■ Exercise prompt
Beginning with the line containing "Put a dot on each instance of the wooden picnic", give every line again exactly as it is, ending with the last line of the entries.

Region pointing data
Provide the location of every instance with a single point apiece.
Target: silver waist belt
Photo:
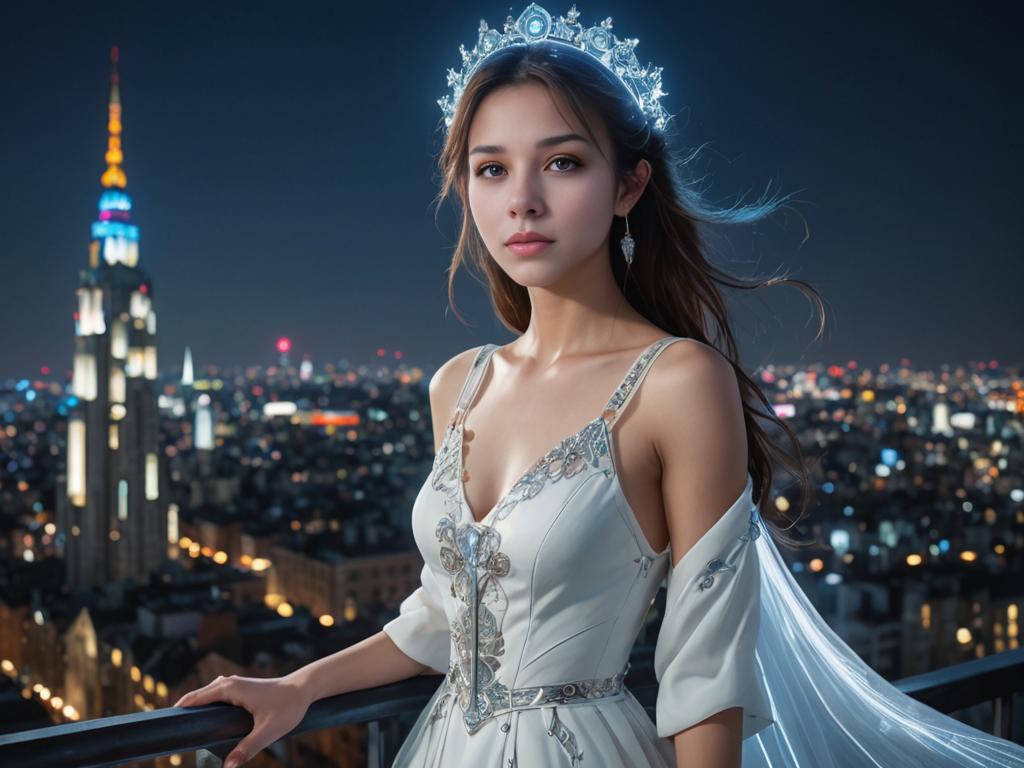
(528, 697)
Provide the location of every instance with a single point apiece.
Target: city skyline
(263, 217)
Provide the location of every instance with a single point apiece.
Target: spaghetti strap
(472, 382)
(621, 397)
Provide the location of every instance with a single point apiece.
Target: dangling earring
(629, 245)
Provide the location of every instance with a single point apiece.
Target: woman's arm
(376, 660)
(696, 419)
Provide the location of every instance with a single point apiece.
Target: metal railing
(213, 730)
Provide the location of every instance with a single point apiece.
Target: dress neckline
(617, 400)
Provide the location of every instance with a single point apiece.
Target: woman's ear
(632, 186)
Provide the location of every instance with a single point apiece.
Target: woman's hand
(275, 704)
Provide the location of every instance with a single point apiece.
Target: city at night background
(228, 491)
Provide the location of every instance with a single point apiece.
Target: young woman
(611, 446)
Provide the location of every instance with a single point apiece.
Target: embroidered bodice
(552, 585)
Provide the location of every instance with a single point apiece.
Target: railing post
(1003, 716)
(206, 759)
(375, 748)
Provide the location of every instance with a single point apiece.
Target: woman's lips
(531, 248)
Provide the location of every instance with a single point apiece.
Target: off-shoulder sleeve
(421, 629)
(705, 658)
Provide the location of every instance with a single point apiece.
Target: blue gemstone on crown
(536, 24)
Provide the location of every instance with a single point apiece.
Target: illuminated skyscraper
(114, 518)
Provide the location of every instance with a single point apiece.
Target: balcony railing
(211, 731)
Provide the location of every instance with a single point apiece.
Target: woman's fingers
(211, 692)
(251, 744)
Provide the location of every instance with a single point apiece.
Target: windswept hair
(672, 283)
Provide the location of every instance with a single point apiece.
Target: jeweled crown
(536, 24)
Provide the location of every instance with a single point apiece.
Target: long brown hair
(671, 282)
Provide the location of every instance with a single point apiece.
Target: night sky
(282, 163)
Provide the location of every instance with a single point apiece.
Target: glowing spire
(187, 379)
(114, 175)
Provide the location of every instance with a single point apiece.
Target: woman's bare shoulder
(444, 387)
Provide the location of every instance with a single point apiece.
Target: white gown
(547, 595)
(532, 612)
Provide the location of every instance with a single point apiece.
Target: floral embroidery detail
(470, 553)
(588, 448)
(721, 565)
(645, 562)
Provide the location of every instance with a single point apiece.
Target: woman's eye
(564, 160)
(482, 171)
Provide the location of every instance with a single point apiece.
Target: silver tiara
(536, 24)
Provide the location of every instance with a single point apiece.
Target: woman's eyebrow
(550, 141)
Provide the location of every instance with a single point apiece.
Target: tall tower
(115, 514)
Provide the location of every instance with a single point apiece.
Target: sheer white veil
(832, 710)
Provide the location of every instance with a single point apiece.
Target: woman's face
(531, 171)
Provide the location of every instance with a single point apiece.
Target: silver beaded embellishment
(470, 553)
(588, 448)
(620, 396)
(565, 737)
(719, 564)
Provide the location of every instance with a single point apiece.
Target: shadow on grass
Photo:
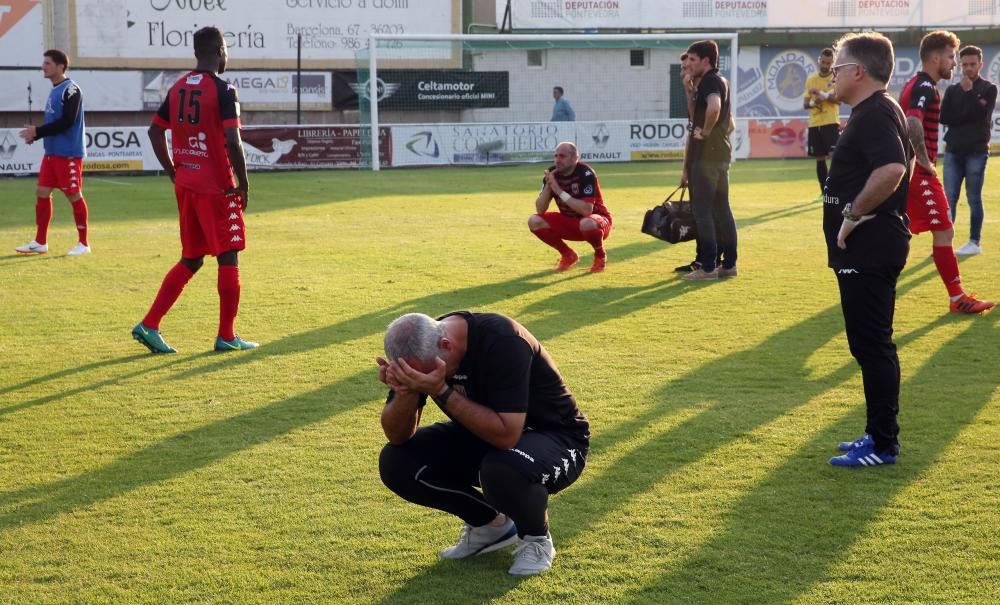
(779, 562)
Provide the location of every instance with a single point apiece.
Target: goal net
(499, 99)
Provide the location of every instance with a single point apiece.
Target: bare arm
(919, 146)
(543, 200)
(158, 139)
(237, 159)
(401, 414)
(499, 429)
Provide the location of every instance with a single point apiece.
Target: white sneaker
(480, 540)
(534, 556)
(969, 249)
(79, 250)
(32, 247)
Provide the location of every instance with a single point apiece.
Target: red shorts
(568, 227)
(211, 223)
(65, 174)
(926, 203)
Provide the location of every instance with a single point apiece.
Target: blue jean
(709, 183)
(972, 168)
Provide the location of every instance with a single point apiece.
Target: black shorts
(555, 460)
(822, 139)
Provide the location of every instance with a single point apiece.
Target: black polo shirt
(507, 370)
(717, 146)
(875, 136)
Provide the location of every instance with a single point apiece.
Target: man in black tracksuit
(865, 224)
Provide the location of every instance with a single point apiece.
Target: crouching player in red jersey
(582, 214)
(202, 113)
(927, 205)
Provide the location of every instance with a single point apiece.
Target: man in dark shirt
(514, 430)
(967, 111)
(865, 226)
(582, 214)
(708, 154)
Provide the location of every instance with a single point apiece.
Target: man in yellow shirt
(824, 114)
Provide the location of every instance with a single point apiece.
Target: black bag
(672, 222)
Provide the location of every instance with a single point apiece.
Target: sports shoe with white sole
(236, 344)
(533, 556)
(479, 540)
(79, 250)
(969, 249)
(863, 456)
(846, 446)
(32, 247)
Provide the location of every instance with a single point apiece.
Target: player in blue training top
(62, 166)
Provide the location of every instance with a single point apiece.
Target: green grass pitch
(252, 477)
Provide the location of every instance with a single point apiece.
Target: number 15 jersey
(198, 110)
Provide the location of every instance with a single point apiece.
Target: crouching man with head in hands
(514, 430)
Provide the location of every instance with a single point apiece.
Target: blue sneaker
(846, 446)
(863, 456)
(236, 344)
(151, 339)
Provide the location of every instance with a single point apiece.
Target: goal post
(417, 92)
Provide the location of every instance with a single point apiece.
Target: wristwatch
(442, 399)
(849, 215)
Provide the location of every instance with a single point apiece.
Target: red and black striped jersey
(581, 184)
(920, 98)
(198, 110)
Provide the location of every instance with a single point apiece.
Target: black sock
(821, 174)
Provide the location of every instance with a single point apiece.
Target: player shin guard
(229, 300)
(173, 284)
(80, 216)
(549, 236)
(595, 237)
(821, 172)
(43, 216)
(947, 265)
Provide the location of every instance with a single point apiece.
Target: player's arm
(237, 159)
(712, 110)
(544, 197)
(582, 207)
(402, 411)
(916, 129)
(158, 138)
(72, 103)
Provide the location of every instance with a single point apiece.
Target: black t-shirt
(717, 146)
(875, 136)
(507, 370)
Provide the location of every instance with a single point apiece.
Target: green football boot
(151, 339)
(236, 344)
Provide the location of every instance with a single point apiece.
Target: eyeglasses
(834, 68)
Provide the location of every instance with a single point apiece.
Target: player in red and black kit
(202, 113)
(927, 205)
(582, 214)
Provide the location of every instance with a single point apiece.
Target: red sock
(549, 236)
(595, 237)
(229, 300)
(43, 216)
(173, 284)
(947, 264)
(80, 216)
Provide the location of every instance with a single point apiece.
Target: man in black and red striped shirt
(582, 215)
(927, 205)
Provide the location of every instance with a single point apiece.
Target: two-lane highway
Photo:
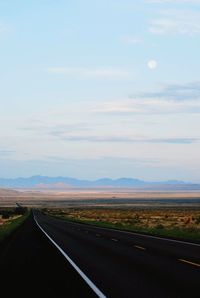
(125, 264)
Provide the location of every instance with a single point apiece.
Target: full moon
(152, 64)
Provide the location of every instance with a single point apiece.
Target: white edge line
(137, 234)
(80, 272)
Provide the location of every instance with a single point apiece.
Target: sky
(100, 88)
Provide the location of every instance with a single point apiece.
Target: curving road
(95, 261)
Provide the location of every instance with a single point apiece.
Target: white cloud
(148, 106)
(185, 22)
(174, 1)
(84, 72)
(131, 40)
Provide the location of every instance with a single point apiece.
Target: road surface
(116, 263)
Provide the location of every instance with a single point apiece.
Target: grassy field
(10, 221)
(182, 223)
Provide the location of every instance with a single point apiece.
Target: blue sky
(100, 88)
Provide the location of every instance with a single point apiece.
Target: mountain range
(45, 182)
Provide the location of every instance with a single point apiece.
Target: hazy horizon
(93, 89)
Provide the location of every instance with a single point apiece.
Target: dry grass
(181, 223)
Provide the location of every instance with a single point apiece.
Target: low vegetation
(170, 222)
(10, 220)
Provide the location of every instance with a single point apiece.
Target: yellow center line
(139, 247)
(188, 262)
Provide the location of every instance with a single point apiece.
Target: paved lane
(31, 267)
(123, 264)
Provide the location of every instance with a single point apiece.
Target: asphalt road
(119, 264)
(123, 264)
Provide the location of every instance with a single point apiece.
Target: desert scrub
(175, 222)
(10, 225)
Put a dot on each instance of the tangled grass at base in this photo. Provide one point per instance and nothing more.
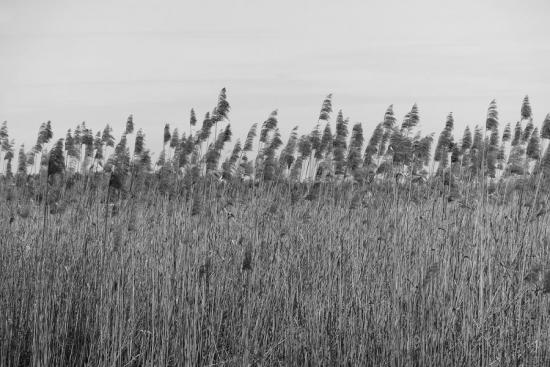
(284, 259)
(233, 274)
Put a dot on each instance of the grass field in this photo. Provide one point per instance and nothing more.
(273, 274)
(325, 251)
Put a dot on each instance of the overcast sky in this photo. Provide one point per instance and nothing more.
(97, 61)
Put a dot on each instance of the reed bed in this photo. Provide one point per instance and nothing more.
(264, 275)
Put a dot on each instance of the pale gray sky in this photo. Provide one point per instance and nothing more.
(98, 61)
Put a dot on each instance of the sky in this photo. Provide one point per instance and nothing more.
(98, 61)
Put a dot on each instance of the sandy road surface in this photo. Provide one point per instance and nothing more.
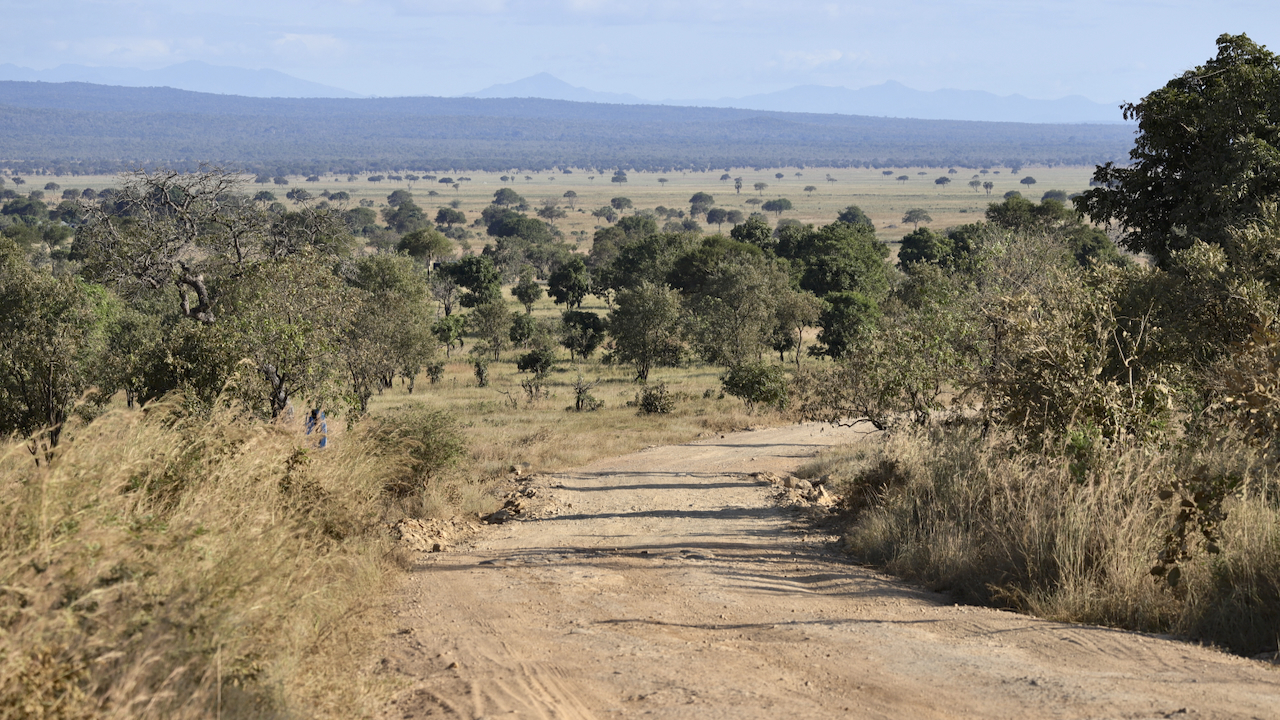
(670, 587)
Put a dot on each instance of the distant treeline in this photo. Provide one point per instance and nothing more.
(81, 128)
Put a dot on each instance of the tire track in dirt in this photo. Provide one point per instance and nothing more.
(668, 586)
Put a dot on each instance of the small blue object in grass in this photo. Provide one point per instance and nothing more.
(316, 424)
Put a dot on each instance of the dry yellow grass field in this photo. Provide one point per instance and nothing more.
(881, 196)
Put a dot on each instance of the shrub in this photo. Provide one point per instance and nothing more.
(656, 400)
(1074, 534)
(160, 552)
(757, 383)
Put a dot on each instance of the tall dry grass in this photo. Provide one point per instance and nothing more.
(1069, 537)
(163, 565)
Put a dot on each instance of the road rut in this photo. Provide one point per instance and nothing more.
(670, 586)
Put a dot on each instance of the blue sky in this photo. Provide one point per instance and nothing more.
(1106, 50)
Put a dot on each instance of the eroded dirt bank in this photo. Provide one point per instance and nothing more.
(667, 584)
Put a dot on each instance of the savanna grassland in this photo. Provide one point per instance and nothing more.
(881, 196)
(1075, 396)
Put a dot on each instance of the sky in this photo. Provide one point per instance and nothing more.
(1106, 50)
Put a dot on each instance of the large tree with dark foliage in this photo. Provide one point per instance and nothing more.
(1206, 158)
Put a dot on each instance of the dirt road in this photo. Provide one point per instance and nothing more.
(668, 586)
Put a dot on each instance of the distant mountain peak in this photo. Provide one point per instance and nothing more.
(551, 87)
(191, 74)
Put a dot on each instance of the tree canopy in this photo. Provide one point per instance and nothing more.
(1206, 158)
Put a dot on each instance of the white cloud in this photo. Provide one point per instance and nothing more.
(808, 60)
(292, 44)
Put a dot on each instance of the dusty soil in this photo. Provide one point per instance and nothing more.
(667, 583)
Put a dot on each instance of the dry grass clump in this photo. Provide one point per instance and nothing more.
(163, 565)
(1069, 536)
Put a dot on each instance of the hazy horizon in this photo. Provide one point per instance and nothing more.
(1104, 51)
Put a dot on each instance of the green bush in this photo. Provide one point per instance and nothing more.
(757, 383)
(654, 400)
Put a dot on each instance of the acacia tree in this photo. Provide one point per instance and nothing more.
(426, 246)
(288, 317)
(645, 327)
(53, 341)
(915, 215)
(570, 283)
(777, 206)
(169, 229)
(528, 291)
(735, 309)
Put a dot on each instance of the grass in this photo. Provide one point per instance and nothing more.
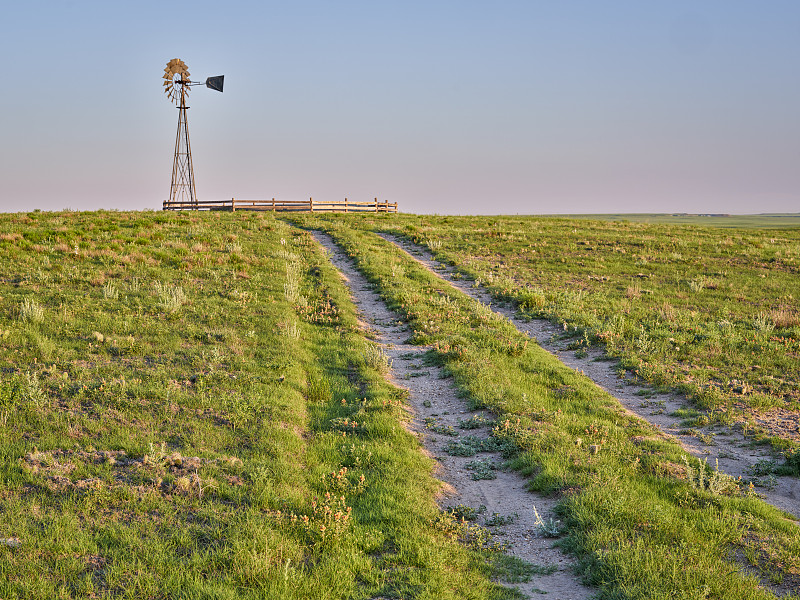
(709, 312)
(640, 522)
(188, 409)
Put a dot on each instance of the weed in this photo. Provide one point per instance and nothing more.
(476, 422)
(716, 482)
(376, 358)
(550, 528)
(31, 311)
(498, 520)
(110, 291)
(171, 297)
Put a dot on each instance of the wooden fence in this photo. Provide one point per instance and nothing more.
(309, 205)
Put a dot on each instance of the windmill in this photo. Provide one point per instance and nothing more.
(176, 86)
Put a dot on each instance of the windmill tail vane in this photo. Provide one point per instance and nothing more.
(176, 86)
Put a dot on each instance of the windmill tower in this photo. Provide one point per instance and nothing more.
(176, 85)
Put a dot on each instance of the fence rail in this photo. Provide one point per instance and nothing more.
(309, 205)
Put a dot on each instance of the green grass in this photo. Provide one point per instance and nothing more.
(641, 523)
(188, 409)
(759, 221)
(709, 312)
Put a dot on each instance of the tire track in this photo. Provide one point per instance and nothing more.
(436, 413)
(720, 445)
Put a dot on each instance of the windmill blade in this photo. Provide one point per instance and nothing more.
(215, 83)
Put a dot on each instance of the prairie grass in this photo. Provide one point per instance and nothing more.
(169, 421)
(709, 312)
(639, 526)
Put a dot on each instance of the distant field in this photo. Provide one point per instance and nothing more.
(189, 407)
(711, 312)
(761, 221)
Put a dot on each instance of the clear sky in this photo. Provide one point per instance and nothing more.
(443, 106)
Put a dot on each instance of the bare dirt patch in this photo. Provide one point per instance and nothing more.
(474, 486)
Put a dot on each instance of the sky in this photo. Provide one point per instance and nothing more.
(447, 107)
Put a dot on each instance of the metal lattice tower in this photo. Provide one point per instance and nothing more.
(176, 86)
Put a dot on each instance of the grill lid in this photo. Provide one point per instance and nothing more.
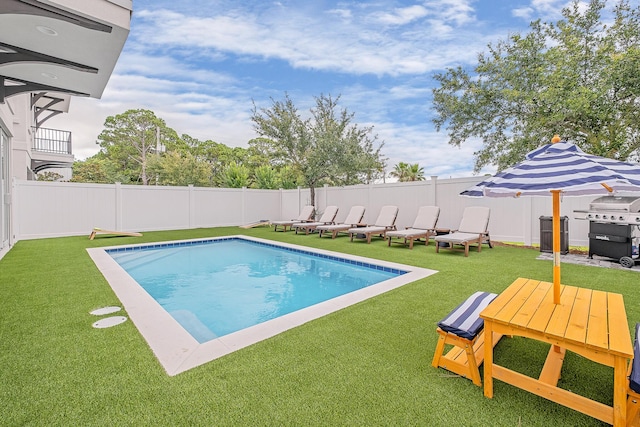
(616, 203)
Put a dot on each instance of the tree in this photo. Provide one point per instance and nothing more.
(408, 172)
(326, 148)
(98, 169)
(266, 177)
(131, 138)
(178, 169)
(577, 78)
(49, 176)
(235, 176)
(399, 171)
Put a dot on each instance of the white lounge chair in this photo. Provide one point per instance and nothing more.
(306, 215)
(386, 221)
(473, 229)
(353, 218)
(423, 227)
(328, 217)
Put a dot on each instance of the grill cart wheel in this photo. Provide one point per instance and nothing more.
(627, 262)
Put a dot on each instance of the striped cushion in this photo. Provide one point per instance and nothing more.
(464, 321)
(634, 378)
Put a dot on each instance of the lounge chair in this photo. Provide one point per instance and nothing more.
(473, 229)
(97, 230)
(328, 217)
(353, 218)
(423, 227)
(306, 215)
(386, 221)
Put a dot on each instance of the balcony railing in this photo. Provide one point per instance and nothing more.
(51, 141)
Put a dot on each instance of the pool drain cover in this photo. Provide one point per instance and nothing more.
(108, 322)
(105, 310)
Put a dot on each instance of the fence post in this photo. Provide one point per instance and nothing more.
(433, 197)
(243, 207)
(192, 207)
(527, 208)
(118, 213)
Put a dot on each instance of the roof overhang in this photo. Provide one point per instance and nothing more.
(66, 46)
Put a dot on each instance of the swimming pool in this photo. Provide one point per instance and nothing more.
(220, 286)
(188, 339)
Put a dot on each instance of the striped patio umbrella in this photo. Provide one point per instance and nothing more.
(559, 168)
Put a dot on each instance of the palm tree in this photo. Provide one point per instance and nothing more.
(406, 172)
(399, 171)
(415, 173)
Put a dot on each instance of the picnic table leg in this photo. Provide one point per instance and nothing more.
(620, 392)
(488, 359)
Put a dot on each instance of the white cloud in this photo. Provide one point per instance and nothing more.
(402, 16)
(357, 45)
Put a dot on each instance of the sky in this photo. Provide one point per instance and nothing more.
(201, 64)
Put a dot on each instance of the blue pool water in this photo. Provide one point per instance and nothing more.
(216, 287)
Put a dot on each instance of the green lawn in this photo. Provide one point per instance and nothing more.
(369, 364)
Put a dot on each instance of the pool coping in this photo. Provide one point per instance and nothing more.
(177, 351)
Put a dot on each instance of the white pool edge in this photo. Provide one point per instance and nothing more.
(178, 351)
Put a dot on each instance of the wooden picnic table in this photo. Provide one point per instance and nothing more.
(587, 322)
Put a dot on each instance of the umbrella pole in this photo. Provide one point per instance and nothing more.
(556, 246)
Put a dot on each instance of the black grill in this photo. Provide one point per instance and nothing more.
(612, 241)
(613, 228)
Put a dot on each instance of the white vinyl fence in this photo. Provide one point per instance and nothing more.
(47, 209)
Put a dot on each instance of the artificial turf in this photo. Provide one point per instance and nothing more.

■ Solution for this exercise
Put a dot on each instance of the wooden picnic table in this photo. Provide one point per instance and nothing more.
(587, 322)
Put a dot on each instance of the umbrella pole in this photo. Provide one point per instance and nothing more.
(556, 246)
Put a dot on each instance of the black grill in this photo. Provide one point per instance and nothing more.
(612, 241)
(613, 228)
Put a dot on each instance of the white vinyl fence in this photo. Provide one point per instance and nothing more.
(47, 209)
Put a dot on each instance of the artificial turf in this photo. Provide one point per instance and nothing more.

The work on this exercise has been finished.